↓↓↓

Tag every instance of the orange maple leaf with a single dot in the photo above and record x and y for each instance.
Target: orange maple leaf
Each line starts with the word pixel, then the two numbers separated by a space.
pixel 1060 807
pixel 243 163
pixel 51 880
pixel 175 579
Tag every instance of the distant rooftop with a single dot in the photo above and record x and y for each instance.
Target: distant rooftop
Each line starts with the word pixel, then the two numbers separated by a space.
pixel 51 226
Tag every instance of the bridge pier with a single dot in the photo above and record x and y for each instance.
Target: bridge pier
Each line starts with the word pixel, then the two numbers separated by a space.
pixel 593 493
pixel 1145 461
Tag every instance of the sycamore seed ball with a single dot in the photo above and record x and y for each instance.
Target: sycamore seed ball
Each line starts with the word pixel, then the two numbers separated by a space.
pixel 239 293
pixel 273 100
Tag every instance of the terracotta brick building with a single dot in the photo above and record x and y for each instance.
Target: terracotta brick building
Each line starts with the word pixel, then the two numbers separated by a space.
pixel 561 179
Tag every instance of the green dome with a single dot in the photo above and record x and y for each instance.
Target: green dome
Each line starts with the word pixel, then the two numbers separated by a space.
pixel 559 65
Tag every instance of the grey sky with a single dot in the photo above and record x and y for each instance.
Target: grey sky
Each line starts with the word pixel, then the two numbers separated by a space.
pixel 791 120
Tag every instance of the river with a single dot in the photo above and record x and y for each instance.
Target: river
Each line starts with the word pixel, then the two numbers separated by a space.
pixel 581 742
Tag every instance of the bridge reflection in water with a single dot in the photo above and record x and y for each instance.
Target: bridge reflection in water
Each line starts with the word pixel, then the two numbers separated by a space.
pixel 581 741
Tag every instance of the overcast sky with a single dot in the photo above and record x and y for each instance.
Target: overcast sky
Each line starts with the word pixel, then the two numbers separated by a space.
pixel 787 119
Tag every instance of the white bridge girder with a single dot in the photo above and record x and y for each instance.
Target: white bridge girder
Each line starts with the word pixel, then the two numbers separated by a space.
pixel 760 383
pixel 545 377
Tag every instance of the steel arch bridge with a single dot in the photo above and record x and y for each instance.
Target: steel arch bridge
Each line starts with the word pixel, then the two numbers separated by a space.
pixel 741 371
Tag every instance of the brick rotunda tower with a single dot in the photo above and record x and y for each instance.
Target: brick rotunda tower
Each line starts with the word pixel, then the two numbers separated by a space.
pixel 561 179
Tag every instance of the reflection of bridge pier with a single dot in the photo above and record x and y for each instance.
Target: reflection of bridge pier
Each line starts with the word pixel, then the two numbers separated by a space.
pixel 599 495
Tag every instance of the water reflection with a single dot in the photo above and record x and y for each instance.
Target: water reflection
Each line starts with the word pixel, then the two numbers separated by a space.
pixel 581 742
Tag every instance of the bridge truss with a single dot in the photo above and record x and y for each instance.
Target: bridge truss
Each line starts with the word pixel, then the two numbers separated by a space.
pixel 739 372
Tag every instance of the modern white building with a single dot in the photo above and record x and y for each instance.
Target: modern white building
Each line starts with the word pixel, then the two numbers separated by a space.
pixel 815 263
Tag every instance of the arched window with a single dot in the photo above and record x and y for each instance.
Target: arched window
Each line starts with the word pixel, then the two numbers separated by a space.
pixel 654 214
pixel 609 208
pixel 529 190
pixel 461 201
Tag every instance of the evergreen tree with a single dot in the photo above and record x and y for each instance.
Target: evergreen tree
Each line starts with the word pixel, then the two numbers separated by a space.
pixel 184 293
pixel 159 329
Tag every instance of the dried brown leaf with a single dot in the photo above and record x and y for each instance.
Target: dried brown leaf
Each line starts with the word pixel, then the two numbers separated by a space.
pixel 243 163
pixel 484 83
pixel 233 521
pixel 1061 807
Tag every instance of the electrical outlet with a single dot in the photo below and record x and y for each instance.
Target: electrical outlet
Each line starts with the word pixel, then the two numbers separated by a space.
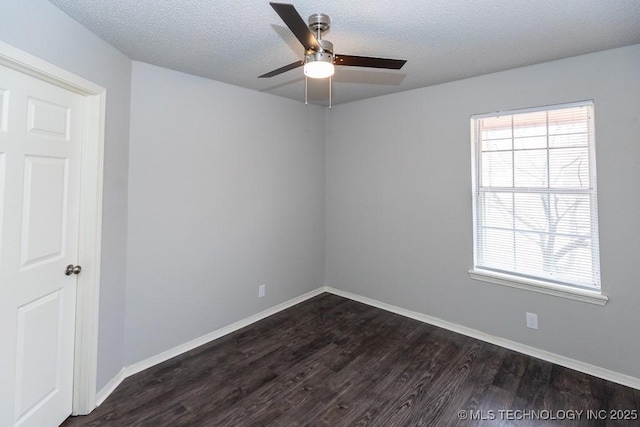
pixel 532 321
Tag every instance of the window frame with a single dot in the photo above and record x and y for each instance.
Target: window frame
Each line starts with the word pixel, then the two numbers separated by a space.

↑↑↑
↓↓↓

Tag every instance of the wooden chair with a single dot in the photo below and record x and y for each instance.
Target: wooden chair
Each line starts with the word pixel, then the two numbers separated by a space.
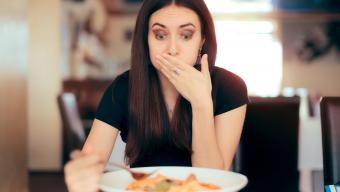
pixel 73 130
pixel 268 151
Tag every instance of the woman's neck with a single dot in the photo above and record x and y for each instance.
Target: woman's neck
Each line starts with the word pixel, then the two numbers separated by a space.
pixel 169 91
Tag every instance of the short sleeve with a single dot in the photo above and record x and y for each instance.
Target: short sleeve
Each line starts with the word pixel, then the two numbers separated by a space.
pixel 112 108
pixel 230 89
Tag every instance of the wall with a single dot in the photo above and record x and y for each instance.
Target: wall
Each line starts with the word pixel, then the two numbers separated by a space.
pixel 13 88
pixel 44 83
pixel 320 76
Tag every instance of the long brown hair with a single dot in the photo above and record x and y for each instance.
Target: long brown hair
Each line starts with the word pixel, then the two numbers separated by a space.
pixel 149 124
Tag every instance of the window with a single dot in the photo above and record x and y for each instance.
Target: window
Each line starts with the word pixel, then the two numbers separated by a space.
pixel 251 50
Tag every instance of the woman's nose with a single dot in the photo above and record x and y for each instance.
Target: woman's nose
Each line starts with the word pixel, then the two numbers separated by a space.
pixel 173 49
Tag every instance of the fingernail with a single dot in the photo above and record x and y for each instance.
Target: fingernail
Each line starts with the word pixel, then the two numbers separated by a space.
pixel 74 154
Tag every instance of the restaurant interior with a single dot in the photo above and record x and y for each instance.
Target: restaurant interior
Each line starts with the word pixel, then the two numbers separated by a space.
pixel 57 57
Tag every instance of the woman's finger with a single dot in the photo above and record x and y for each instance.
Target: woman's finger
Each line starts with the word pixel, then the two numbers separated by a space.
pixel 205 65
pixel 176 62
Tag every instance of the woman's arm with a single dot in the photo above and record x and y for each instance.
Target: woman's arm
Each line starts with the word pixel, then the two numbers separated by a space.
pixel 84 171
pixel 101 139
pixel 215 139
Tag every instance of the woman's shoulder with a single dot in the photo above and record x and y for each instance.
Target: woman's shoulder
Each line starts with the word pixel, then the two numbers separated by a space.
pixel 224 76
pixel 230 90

↑↑↑
↓↓↓

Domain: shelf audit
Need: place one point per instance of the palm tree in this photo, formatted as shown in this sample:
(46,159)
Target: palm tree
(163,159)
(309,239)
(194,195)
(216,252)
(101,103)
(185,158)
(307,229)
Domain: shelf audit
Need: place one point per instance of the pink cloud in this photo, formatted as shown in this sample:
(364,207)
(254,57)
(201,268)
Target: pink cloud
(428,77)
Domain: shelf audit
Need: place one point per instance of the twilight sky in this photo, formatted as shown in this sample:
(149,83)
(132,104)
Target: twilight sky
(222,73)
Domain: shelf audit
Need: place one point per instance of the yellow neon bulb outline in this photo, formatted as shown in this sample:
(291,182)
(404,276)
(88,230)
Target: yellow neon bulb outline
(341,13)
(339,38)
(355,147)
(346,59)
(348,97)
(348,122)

↑↑↑

#### WORK TO BE COMPLETED:
Pick out the lines above that hold the string "reflection" and show them.

#### EXERCISE OUTPUT:
Tag every instance of the bridge reflection in water with a single dot in the photo above and record x and y for each instance.
Target: bridge reflection in water
Tag every instance of the reflection of bridge pier with a single dot in the photo above and record x and y for each instance.
Target: reflection of bridge pier
Tag every instance of the water reflection with a single dot in the photo above and record x and y for each instance.
Target: water reflection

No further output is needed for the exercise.